■ Text excerpt
Posted by Nina D'Arcangela in Kindness

≈ 5 Comments

Tags

coffee, help, helping, kindness, pay attention!, someone needs to!, suspended coffee

I picked this up from Wolf Scott’s God of Nothing blog, it’s a reblog – pass it on!

This should totally be a thing everywhere!

Anonymous

“We enter a little coffeehouse with a friend of mine and give our order. While we’re approaching our table two people come in and they go to the counter:
‘Five coffees, please. Two of them for us and three suspended’ They pay for their order, take the two and leave.

I ask my friend: “What are those ‘suspended’ coffees?”
My friend: “Wait for it and you will see.”

■ What is asked
1. For each statement below, say whether it agrees with the suspended coffee post, answering yes or no and quoting the deciding words of the post.
(a) The post was picked up from Wolf Scott’s God of Nothing blog.
(b) The two people at the counter ordered four coffees.
(c) The friend immediately explains what suspended coffees are.
2. Answer these questions from the suspended coffee post.
(a) Under what category was the post placed?
(b) How many of the coffees ordered at the counter were suspended?
(c) What question does the narrator ask the friend?
3. Reproduce the part of the suspended coffee post that opens with the words containing "I picked this" and closes with "two and leave.".

■ Information shown
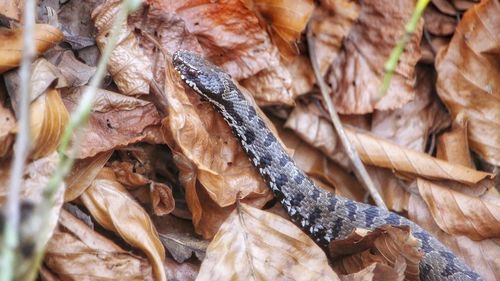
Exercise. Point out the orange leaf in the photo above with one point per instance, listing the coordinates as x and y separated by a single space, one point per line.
256 245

■ Task-by-task outputs
1.
(a) Yes: "I picked this up from Wolf Scott’s God of Nothing blog, it’s a reblog"
(b) No: "‘Five coffees, please."
(c) No: "Wait for it and you will see."

2.
(a) Kindness
(b) Three
(c) "What are those ‘suspended’ coffees?"

3.
I picked this up from Wolf Scott’s God of Nothing blog, it’s a reblog – pass it on!

This should totally be a thing everywhere!

Anonymous

“We enter a little coffeehouse with a friend of mine and give our order. While we’re approaching our table two people come in and they go to the counter:
‘Five coffees, please. Two of them for us and three suspended’ They pay for their order, take the two and leave.